Problem details: Reproduce each of the following records verbatim, line by line, with nothing altered or left out.

Records of labeled points:
——

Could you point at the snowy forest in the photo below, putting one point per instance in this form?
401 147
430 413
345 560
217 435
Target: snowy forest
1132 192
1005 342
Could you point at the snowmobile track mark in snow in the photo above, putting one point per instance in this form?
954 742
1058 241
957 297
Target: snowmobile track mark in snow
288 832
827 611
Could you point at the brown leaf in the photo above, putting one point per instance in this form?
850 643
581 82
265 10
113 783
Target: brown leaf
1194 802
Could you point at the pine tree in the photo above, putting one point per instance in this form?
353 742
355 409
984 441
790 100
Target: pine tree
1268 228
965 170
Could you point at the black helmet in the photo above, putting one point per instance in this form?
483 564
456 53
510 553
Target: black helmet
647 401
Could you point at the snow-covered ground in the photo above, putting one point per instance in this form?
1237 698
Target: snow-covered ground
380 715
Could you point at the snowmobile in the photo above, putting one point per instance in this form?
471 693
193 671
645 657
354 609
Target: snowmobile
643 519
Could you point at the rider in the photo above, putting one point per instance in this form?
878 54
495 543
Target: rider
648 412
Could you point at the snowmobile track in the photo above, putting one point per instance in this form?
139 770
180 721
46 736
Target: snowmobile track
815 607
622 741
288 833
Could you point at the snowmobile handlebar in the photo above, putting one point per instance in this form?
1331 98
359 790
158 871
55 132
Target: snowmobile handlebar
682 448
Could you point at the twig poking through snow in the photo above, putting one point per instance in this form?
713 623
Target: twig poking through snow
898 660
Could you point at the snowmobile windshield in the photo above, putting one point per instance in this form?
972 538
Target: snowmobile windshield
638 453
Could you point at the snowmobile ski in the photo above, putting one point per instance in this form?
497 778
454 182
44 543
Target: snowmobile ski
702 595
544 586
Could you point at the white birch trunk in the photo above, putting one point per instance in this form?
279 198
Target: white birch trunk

——

Solution to the problem:
Could you point at the snowy forest in the photo below, putting one point per instance in this form?
401 147
430 413
345 560
217 435
Target: snowy forest
1132 192
1005 342
Could you point at the snowmobile track mark in snow in the photo above, putting one point per instance in this form?
954 742
1058 241
957 297
Target: snowmobile track mark in snow
288 832
827 611
Could you point at the brown leaf in the photo above, putting one point per instance in this form?
850 643
581 82
265 10
113 783
Target: brown leaf
1194 802
Could you point at the pine tree in the photo above, putting one point per instance in this form?
353 742
355 409
984 441
790 100
Target: pine tree
1268 228
965 170
Could you point at the black helmet in the photo above, putting one point per instance in this form?
483 564
456 53
510 553
Target: black helmet
647 401
Could you point at the snow-covered ground in the photo above, putting one point per instance in this form?
1237 698
Target: snow-covered ground
380 715
Could you point at the snowmobile in the photo above, putting one point per instance in this form?
471 693
193 671
645 657
354 609
Target: snowmobile
643 519
Could you point at the rider in the photo above, putting one point per instance in this form?
878 54
495 543
Target: rider
648 412
Could you point at the snowmobile track in the photo above, putting one point per instance in this form?
139 770
180 721
46 736
Target: snowmobile track
815 607
622 741
288 833
Could you point at the snowmobile handlebar in the photo above, putting one point per instance in this form?
1331 98
359 790
158 871
55 132
Target: snowmobile handlebar
682 448
Could you point at the twig poking through snow in the photo above, putting one point per instance in this form?
713 623
Target: twig poking through snow
898 660
Could you point at the snowmobile windshield in the photo above, putting one point per instance in this form?
972 538
Target: snowmobile windshield
638 453
Could you point at the snowmobile ski in the photo above, putting one point per instance in this form?
497 778
454 182
44 543
Target: snowmobile ski
702 595
544 586
Could you point at the white birch trunk in the photo above, putting one point per instance in this form?
279 198
Target: white birch trunk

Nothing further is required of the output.